* [Tarefas a realizar]:
a – No texto sobre a espiral da morte, transforme em lista o parágrafo que começa com "São duas coisas diferentes", preservando os fatos principais.
b – Segundo o texto sobre a espiral da morte, em que ano foi dado subsídio para quem instalasse geração distribuída?
c – Prossiga o texto sobre a espiral da morte a partir do ponto em que ele para.

São duas coisas diferentes. A espiral da morte, conceito do Gesel, está associado ao crescimento de geração distribuída (GD). Foi dado subsídio em 2012 para quem instalasse, era uma indústria nascente. Quem tem teto e dinheiro pagaria só parte do uso da rede de distribuição. À medida que a GD cresceu, a distribuidora teve de investir para comportar. Quem se beneficia da geração distribuída paga menos do que deveria, e o custo é repassado aos outros, muitos sem teto e sem dinheiro. Essa é a espiral da morte. Quando há revisão tarifária, ocorre aumento porque foram feitos investimentos para comportar mais geração distribuída.
Como se configurou?

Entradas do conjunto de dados
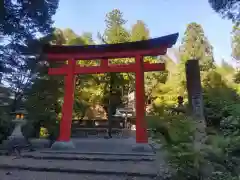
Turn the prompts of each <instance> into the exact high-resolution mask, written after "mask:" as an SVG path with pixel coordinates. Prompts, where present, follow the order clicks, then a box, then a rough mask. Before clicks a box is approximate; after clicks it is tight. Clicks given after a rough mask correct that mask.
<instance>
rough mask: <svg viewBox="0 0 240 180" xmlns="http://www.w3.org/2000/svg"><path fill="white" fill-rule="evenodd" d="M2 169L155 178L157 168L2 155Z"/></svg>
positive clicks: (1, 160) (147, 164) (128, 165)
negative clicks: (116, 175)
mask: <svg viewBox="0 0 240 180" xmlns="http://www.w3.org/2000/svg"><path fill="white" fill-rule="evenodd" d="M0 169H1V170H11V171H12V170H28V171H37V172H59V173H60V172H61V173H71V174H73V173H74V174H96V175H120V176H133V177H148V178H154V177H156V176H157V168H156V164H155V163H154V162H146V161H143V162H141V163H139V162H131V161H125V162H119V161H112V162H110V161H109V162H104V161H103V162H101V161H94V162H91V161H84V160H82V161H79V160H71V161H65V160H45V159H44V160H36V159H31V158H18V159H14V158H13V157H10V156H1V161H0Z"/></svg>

...

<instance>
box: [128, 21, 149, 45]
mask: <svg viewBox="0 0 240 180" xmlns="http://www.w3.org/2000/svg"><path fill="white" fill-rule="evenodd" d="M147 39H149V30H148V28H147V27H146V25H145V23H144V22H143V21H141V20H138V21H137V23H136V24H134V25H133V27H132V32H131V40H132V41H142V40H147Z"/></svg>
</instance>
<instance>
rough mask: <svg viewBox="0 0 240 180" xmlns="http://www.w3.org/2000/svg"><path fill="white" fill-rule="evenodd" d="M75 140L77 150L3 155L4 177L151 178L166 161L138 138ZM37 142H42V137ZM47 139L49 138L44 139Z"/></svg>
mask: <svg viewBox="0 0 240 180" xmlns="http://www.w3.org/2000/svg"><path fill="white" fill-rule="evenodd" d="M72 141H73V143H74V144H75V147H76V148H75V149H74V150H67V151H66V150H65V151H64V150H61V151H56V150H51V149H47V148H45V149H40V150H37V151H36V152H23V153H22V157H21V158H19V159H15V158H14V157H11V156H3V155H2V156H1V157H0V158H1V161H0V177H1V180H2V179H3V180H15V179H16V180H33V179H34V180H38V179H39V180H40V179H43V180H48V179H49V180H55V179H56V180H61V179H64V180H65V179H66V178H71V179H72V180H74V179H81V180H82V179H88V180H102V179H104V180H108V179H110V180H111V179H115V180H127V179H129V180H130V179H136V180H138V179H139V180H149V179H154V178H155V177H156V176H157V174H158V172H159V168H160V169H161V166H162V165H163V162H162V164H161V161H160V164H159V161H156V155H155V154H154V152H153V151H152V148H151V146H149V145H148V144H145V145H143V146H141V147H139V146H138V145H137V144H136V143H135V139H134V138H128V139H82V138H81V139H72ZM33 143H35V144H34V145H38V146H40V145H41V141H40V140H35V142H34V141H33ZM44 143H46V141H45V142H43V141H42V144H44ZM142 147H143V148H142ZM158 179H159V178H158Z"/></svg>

==

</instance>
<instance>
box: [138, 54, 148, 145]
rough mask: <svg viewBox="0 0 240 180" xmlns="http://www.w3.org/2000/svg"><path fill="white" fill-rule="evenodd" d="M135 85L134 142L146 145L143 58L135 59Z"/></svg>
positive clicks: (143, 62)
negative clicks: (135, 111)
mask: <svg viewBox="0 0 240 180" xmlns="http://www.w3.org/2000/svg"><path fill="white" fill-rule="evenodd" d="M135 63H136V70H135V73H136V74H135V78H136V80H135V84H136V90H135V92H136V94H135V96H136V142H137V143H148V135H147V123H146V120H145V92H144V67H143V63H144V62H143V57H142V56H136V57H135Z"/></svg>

* [Resultados do exercício]:
a –
- A espiral da morte é um conceito do Gesel e está associada ao crescimento da geração distribuída (GD).
- Em 2012 foi dado subsídio para quem instalasse, quando essa era uma indústria nascente.
- Quem tem teto e dinheiro pagaria só parte do uso da rede de distribuição.
- Com o crescimento da GD, a distribuidora teve de investir para comportá-la.
- Quem se beneficia da GD paga menos do que deveria, e o custo é repassado aos outros, muitos sem teto e sem dinheiro.
- Na revisão tarifária, ocorre aumento por causa dos investimentos feitos para comportar mais GD.

b – Em 2012.

c –
Em contexto de perda de harmonia do setor elétrico, composto por geração, transmissão, distribuição e comercialização. A partir de 2003, houve reformas para superar o apagão de 2001, com falta de oferta de geração e transmissão. Foi criada a EPE (Empresa de Pesquisa Energética), o Operador Nacional do Sistema (ONS) se qualificou. As estimativas de demanda eram agregadas no Ministério (de Minas e Energia). Para atender, eram feitos leilões de energia nova, que se tornaram competitivos por gerar contrato com segurança jurídica. O mesmo na transmissão: ONS e EPE avaliavam o mercado e, para atender, eram feitos leilões por lotes. Como a inadimplência é zero, porque o custo da transmissão é rateado por todos os consumidores, o risco é zero. São investimentos e contratos seguros.
Isso já não funciona bem?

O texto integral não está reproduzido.